▸ To do
Select every line below that contains the word "standing" and copy each one in full. Case counts.

___ Input material ___

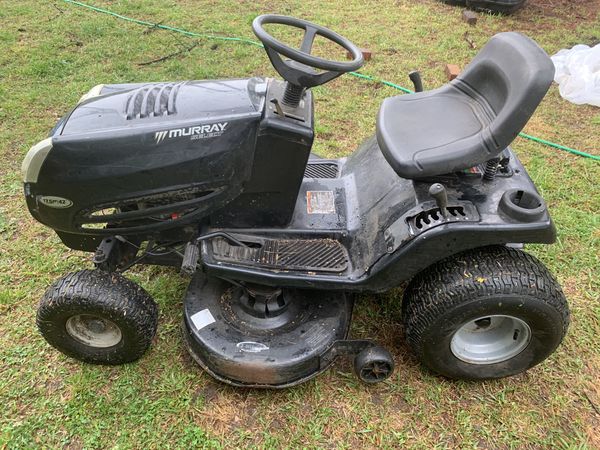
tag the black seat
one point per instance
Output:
(471, 119)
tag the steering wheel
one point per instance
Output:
(300, 71)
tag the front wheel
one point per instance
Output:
(486, 313)
(98, 317)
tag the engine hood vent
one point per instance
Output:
(152, 100)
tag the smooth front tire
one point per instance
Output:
(98, 317)
(486, 313)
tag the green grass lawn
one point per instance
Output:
(52, 52)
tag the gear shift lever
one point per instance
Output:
(438, 192)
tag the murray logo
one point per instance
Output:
(55, 202)
(197, 132)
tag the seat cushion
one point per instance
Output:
(433, 132)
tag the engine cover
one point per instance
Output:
(134, 159)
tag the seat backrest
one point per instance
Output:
(512, 73)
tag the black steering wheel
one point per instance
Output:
(300, 70)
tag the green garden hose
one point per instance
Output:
(258, 44)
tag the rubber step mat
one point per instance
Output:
(321, 170)
(313, 255)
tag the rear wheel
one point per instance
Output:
(486, 313)
(98, 317)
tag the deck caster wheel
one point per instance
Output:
(373, 365)
(98, 317)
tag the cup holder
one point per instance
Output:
(522, 205)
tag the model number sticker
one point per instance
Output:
(55, 202)
(320, 202)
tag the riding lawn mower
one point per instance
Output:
(217, 178)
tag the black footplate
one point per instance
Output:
(313, 255)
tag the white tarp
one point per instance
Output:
(578, 74)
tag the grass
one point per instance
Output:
(51, 53)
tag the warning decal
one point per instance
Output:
(320, 202)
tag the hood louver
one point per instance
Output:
(152, 100)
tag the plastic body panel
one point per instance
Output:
(161, 163)
(366, 207)
(282, 149)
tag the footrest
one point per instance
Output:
(314, 255)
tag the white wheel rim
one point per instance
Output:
(94, 331)
(490, 339)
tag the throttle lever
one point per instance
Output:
(438, 192)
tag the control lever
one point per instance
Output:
(438, 192)
(415, 77)
(190, 258)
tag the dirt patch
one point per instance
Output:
(574, 12)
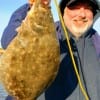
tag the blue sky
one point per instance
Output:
(7, 7)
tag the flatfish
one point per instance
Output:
(31, 61)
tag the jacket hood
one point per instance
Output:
(93, 3)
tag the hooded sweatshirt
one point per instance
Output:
(66, 86)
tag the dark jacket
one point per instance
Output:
(65, 86)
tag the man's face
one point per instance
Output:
(78, 18)
(31, 2)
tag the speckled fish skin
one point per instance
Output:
(31, 61)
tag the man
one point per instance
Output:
(78, 18)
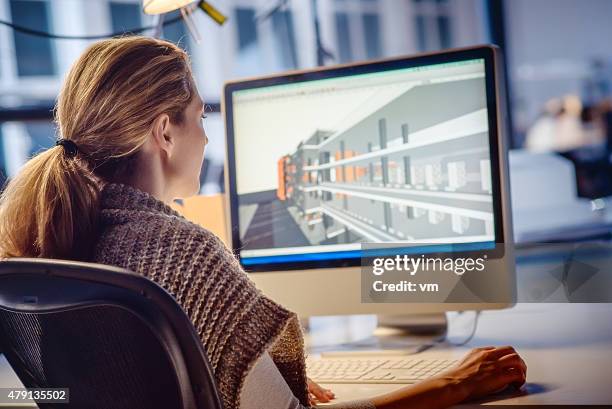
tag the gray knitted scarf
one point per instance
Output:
(234, 320)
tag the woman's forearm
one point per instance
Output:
(434, 393)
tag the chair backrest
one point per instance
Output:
(114, 338)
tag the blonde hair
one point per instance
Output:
(107, 106)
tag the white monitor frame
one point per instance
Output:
(337, 291)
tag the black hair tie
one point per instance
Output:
(69, 146)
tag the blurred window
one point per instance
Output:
(34, 55)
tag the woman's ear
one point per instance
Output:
(163, 134)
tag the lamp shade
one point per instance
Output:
(163, 6)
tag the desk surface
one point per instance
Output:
(567, 347)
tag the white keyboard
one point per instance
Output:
(375, 370)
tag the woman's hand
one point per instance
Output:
(487, 370)
(318, 394)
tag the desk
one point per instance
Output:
(567, 347)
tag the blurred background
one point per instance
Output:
(557, 54)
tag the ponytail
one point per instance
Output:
(49, 209)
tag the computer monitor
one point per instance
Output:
(407, 149)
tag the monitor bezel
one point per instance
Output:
(492, 81)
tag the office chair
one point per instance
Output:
(114, 338)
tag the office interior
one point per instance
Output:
(558, 82)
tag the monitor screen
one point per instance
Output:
(320, 165)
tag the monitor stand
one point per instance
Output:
(418, 324)
(393, 334)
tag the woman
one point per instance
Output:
(132, 140)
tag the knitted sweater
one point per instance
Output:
(234, 320)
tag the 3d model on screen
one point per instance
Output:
(410, 164)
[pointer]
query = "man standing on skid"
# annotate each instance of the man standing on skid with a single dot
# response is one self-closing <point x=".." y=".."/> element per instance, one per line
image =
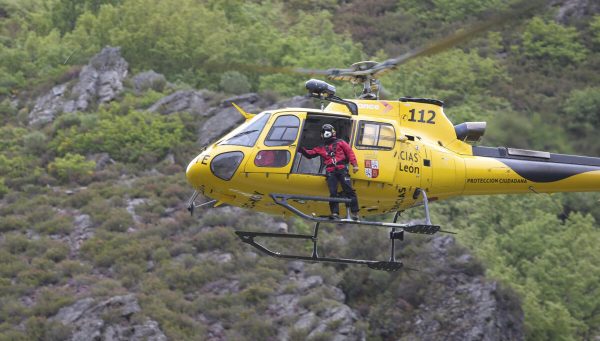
<point x="336" y="155"/>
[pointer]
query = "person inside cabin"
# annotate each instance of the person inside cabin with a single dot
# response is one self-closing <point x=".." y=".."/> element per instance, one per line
<point x="336" y="154"/>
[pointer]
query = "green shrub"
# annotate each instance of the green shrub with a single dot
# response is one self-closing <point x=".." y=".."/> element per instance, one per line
<point x="57" y="252"/>
<point x="50" y="300"/>
<point x="234" y="82"/>
<point x="72" y="167"/>
<point x="35" y="142"/>
<point x="131" y="137"/>
<point x="12" y="222"/>
<point x="3" y="189"/>
<point x="119" y="220"/>
<point x="552" y="42"/>
<point x="71" y="268"/>
<point x="59" y="224"/>
<point x="218" y="238"/>
<point x="39" y="328"/>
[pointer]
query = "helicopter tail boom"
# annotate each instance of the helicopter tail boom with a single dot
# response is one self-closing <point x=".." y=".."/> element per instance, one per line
<point x="506" y="170"/>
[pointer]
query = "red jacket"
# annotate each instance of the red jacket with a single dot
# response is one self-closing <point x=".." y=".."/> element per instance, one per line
<point x="342" y="152"/>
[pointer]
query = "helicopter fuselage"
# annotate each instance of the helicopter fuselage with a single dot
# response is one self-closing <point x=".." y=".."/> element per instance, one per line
<point x="401" y="147"/>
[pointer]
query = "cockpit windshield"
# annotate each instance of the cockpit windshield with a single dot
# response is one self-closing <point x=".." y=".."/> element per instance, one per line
<point x="247" y="134"/>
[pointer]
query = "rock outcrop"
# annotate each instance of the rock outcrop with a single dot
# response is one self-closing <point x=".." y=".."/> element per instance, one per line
<point x="194" y="102"/>
<point x="110" y="319"/>
<point x="99" y="82"/>
<point x="148" y="80"/>
<point x="462" y="305"/>
<point x="312" y="309"/>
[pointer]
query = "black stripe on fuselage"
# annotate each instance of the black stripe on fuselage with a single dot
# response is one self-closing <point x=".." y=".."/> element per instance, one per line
<point x="556" y="167"/>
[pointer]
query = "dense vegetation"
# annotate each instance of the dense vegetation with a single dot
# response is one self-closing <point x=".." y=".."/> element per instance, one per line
<point x="535" y="81"/>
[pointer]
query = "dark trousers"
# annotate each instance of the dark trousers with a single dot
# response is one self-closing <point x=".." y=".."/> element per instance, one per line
<point x="342" y="177"/>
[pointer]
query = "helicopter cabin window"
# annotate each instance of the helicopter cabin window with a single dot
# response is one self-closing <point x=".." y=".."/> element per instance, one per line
<point x="374" y="135"/>
<point x="247" y="134"/>
<point x="272" y="158"/>
<point x="310" y="137"/>
<point x="283" y="132"/>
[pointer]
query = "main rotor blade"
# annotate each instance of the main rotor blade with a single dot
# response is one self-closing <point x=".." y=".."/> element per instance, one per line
<point x="517" y="10"/>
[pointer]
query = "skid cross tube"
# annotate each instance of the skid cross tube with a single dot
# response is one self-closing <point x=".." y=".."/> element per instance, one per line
<point x="282" y="200"/>
<point x="248" y="238"/>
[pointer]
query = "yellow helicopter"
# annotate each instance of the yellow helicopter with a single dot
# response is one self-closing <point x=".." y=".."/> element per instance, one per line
<point x="408" y="152"/>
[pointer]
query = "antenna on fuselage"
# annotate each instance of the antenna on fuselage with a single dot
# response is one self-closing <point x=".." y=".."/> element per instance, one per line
<point x="326" y="92"/>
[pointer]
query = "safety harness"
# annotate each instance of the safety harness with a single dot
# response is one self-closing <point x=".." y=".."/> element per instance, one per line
<point x="332" y="150"/>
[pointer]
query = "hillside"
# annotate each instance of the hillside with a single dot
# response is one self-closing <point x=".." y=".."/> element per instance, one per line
<point x="103" y="104"/>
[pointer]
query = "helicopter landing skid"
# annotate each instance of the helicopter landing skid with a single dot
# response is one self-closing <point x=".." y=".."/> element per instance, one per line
<point x="426" y="228"/>
<point x="396" y="233"/>
<point x="248" y="237"/>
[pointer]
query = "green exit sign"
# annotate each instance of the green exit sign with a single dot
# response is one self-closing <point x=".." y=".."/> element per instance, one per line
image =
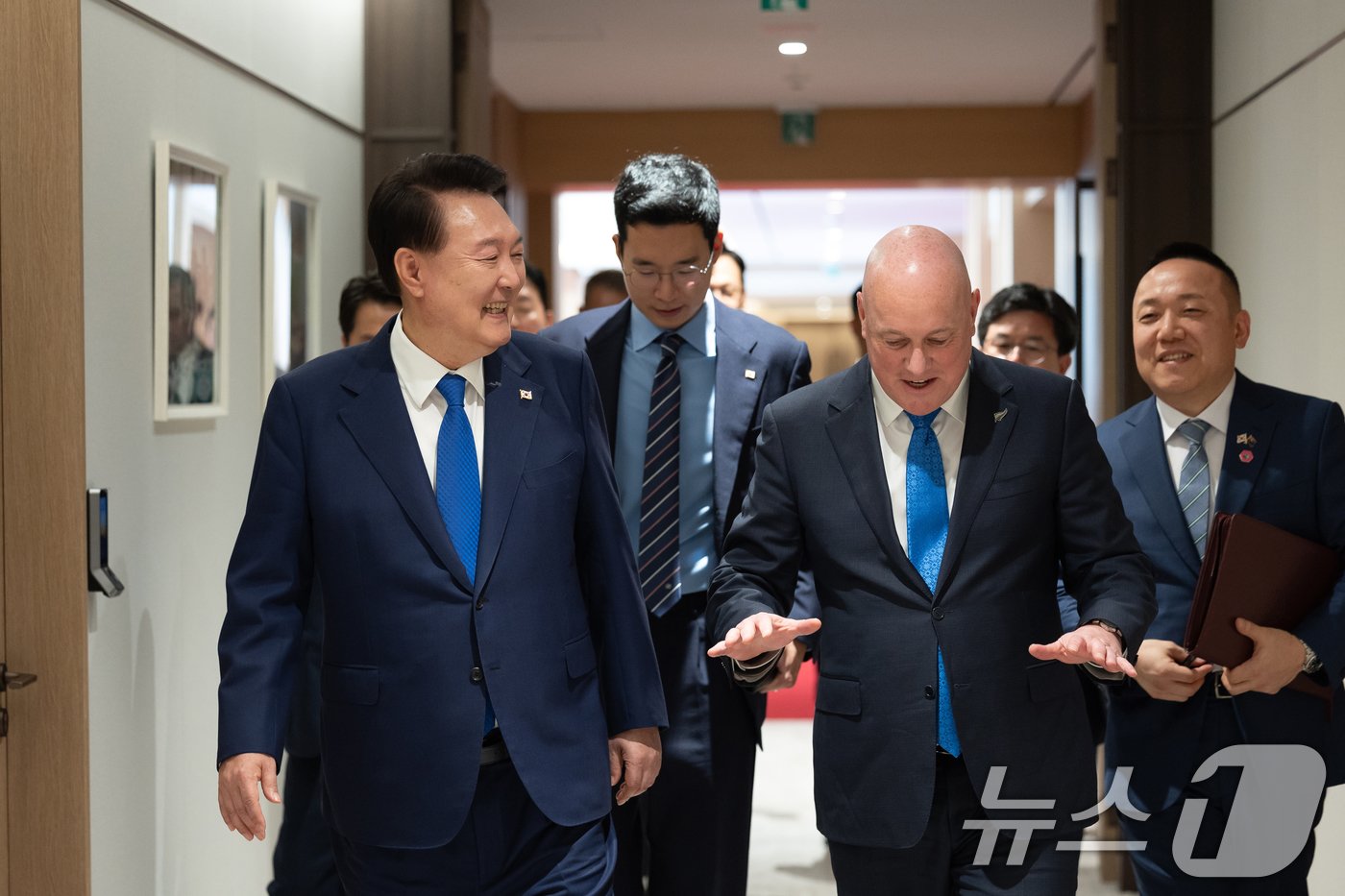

___

▸ Final answer
query = "man standing on skid"
# annotate each instance of the man standing on skid with a single dot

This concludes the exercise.